Problem:
Reproduce the text of every record below verbatim, line by line, leaving the pictures out of your answer.

○ ○ ○ ○

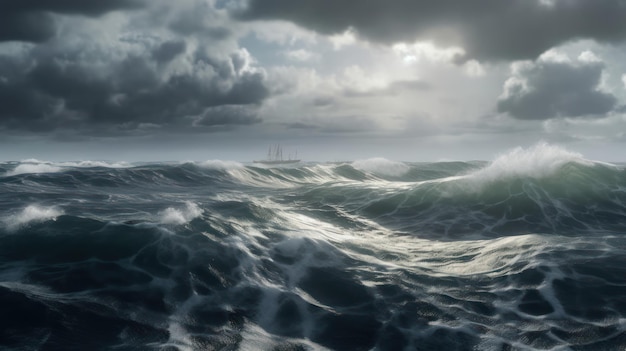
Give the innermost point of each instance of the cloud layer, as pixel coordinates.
(556, 87)
(119, 74)
(486, 29)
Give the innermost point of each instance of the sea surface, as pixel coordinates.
(524, 252)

○ ○ ○ ○

Result of the task:
Give the innermost point of each instance of the cloud layer, as pixel coordinates.
(556, 87)
(119, 74)
(486, 29)
Give the innermost point of each instance of the sea surface, as pixel coordinates.
(524, 252)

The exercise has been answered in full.